#### Given instruction:
Rewrite the data below with every "tag" changed to "mark", keeping everything else the same.

#### Data:
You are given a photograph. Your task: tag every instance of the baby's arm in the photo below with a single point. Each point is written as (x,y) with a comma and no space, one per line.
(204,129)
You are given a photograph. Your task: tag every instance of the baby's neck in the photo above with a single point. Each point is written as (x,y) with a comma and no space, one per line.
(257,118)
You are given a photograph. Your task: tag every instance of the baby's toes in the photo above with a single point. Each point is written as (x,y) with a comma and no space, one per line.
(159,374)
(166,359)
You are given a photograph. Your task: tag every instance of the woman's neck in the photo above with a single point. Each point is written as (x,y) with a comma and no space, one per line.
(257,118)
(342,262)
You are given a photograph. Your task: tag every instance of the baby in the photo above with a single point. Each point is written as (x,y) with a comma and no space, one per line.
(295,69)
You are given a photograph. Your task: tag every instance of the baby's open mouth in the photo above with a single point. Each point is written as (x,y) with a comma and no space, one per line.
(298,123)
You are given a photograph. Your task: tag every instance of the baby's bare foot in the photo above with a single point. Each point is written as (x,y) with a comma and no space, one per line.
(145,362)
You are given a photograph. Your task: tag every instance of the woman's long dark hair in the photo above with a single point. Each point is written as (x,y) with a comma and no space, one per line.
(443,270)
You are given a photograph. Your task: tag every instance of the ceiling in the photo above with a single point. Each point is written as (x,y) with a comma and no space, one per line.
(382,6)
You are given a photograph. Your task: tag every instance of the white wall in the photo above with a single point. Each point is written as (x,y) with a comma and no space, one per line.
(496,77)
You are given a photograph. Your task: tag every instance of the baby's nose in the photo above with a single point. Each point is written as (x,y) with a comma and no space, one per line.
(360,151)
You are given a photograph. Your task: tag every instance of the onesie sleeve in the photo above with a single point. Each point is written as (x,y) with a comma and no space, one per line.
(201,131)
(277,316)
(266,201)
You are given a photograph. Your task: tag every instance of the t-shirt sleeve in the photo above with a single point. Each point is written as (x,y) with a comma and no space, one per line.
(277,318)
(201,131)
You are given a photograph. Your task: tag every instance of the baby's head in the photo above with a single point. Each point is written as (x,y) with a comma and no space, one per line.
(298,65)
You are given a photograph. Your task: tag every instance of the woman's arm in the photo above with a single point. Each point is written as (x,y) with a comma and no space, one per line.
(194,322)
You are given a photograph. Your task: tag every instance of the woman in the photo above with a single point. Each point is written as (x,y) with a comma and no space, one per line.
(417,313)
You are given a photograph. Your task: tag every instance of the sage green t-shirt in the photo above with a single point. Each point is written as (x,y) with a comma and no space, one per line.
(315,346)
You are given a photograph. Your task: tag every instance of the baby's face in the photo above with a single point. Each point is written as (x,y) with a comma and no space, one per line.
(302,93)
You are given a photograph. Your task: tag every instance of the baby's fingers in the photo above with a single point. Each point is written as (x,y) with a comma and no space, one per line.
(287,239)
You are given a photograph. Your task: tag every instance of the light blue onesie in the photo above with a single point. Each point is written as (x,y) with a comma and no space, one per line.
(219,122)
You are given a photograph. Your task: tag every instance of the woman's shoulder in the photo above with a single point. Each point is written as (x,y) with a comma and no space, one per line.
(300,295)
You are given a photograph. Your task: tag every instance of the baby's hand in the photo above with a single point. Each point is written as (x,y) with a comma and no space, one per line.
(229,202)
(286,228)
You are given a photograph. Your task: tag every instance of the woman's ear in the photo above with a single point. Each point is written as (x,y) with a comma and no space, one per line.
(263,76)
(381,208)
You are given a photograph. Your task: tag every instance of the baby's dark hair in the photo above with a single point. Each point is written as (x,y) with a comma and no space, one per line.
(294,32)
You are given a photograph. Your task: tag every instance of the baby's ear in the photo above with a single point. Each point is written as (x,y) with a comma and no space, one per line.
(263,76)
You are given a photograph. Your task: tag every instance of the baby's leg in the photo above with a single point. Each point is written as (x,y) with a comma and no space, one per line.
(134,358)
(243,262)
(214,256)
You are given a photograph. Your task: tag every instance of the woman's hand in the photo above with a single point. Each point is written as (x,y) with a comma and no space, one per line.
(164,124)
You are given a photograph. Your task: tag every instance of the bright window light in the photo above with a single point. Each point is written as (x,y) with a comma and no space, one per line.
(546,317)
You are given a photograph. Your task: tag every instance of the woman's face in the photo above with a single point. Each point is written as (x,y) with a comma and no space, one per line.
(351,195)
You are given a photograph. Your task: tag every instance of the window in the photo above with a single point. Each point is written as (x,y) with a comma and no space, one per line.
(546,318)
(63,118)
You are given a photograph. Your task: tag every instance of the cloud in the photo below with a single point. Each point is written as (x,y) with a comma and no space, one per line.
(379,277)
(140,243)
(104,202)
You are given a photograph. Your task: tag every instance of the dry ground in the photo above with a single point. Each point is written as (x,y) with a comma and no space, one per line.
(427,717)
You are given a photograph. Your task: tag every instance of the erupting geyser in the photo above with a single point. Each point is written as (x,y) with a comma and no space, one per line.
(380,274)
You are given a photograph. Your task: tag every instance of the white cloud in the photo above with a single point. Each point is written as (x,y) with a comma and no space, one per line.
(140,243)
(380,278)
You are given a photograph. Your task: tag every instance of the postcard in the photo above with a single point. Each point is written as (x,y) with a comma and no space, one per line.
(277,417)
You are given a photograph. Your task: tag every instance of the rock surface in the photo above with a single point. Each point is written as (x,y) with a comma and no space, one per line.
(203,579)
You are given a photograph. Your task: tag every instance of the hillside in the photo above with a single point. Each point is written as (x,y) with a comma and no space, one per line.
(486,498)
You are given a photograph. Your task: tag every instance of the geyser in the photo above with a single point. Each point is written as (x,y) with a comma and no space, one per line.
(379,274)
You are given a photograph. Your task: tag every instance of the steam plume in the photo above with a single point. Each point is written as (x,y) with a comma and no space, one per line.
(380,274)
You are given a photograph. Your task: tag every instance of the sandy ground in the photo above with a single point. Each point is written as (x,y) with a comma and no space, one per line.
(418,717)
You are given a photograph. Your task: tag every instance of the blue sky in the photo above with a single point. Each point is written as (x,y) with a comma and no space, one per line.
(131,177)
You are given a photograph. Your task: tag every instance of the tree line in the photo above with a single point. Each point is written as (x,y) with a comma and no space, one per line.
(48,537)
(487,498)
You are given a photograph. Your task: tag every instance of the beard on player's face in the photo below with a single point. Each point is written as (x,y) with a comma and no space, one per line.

#### Answer to this problem:
You are given a photograph. Your task: mark every instance of the baby's arm in the photo below with a single point. Each point is written as (x,y) with a comma and no space, one per line.
(204,129)
You are given a photograph. Your task: mark every instance of the baby's neck in the photo above with a single point. Each point is written as (x,y) with a comma and no space, one per line.
(257,118)
You are given a photograph. Your task: mark every instance of the baby's toes in the photo above with a single point. Each point is written as (x,y) with a comma and no space, one per line.
(159,374)
(166,359)
You are given a photograph. Your task: mark every instance of the woman's neck in the photo above with a single point. Each point is written as (x,y) with a comma and no space, one per line.
(257,118)
(342,262)
You are given a photograph. Your task: mark every instance of the baby in the photo above with a single point. Each point is written as (x,y) with a comma and no space, one per line.
(295,69)
You are given a photograph. Your task: mark every instance of the baby's open mouth in the photo above with a single point. Each point is written as (x,y) with a comma and no space, one per line.
(298,123)
You are given a photograph. Your task: mark every instance of the baby's bare foot in the photo above with a single point. Each point is written as (x,y) with a comma and no space, one per line.
(145,362)
You are given a photograph. Your task: mark every instance of the woman's long dark hair in the photo above with a single point. Each point is written as (x,y) with a comma and no space, one per line.
(443,270)
You are given a photograph. Your task: mark every instance of the ceiling in the photo above with a single point. Each point is written as (x,y) with a comma and no space, one per line.
(382,6)
You are given a photograph. Your task: mark every instance of the white wall in the photo above with a single point. Each point is written as (x,y) with a comma and no space, one per line.
(496,77)
You are given a photograph. Your task: mark every instance of the baby's nose in the photo above with a single point. Each point is written as (x,y) with a comma and no space, one per line.
(360,151)
You are given a photograph. Your task: mark every instance of the onesie sleeve in the photo above with a single point. Each point is written as (x,y) with a comma and no space, one per line.
(201,131)
(277,316)
(266,201)
You are given a photograph. Your task: mark every instance of the t-shirt sleeve in the photo above with a single point. Each point is written as (x,y) with a comma and no space, one per line.
(277,318)
(201,131)
You are given a photograph. Your task: mark every instance of the baby's head in the photo above with a single point. Each point is written as (x,y) with a comma and no space, one per line.
(298,65)
You are given a photograph. Your task: mark every instance of the woman's arm in the photo above with a single point. Each point is written as (x,y) with a comma and no space, one per line.
(194,322)
You are given a photograph. Your task: mark every instance of the woman in the photo above with a single point. Each point is written as (x,y) with a comma and no space, one per line.
(417,313)
You are given a photograph. Your task: mark every instance of the sage green t-shirt in the photo above with a single point. Each point is written as (x,y) with a comma and no space, one per line.
(315,346)
You are given a photograph. Your task: mark every instance of the baby's face in the photo above with a single point. Each point is written as (x,y) with a comma and no space, one per line.
(302,93)
You are given a photograph. Your task: mark every instance of the baby's fingers in the photo above with a single point. Each point is written as (x,y) with a comma and no space, one per line.
(287,239)
You are given a photograph. Your task: mark every instance of the light blue onesie in the photo above with a single point. Each point is written as (x,y) with a comma and no space, one per line.
(219,122)
You are given a photograph. Your task: mark every instance of the woman's shoulder in the photo above with a single point. Each point is written as (x,y) with a comma and no space, one per line.
(300,295)
You are given a photograph. Your task: mark every instance of the baby's hand in the photo above with a single point. Each point is written as (x,y) with a comma and no space, one per line.
(229,202)
(286,228)
You are given a photograph. Your task: mark every instance of the woman's ear in the photo above with a single point. Each point is written as (x,y) with a comma and no space, one per line.
(263,76)
(381,208)
You are given a photograph. Your task: mark every instance of the baby's dark hair in the photo above with a single point. Each point is written as (x,y) with a comma and no space, one per line.
(294,32)
You are given a photograph. Your task: mark every instance of the baby's ear in the photo above with a single point. Each point is written as (x,y) with a comma and no space, one per line.
(263,76)
You are given a photograph. Your task: mark every instance of the baby's leg in the photo above with a single point. Each point is written as (x,y) with a comma and no space, one per line.
(134,358)
(243,262)
(214,256)
You are given a photograph. Your task: mark every instance of the woman's hand in the photo above with a single point. Each point is written as (x,y) with a comma and no space, one per line.
(164,124)
You are given a photograph. Your task: mark every instance of the bright window light in the photo above with a single point. Each point is written as (x,y) with a comma and no space, one per line.
(546,317)
You are given a photograph. Your task: mark every instance of the woman's face in the photo above with a single point. Each point is written as (x,y) with a comma and no space, one per line.
(351,195)
You are given a photograph. Your task: mark every instance of the window in the photo above with a single point. Each point is written as (x,y) with a comma and no space, one per line.
(546,318)
(63,118)
You are given a photograph. Your task: mark every instance of the cloud in the photo below with a single point. Each point is written as (x,y) with a comma and no space, one per line.
(379,277)
(140,243)
(104,202)
You are given a photograph. Your task: mark every instance of the dry ground in the photo above with a single point. Each point is written as (x,y) with a comma and no space, one per line.
(427,717)
You are given a photograph. Your task: mark every instance of the erupting geyser in the photo above with a single point. Each point is written as (x,y) with a comma and no space, one per line.
(380,274)
You are given a photograph. Your task: mark every instance of the white cloud in the photo above with a single point. Each point is written as (x,y) with a comma and no space, one per line.
(140,243)
(380,278)
You are given a photograph. Your task: mark every instance of the postcard in the photo above with a single point. Each point is written as (x,y) with a comma and no space, one per line.
(277,417)
You are given a photograph. Your task: mark every instance of the rock surface in the photo above with a single point. Each point is written as (x,y) with a comma and no space, one per line.
(203,579)
You are given a photograph. Your task: mark every instance of the hillside in the photo above with a single point. Each point is written as (x,y) with a comma and no space, one per line.
(486,498)
You are given a photograph. Your task: mark every instance of the geyser in the photo above with a single point. Each point is written as (x,y) with a comma and no space, one per line.
(379,274)
You are given a photograph. Your task: mark every instance of the steam plume in the photo above with a single point. Each point is written as (x,y) with a comma and no space, one per line.
(380,274)
You are given a photograph. Your task: mark every instance of the sandy ground in the photo above with a single point. Each point is written as (x,y) with a comma and no space, one per line.
(418,717)
You are given a photograph. Your task: mark every instance of the blue sky in the photo above with a single point. Each point is written as (x,y) with a comma and no space, one per line.
(131,177)
You are given a photograph. Your task: mark every instance of the tree line in the photo above with a single point. Each point is written as (x,y) with a comma and no space, one per line.
(48,537)
(487,498)
You are given a photograph. Your task: mark every instance of the beard on player's face in the photo below with a single point. Each point is written as (x,y) with a comma and no space, one per line.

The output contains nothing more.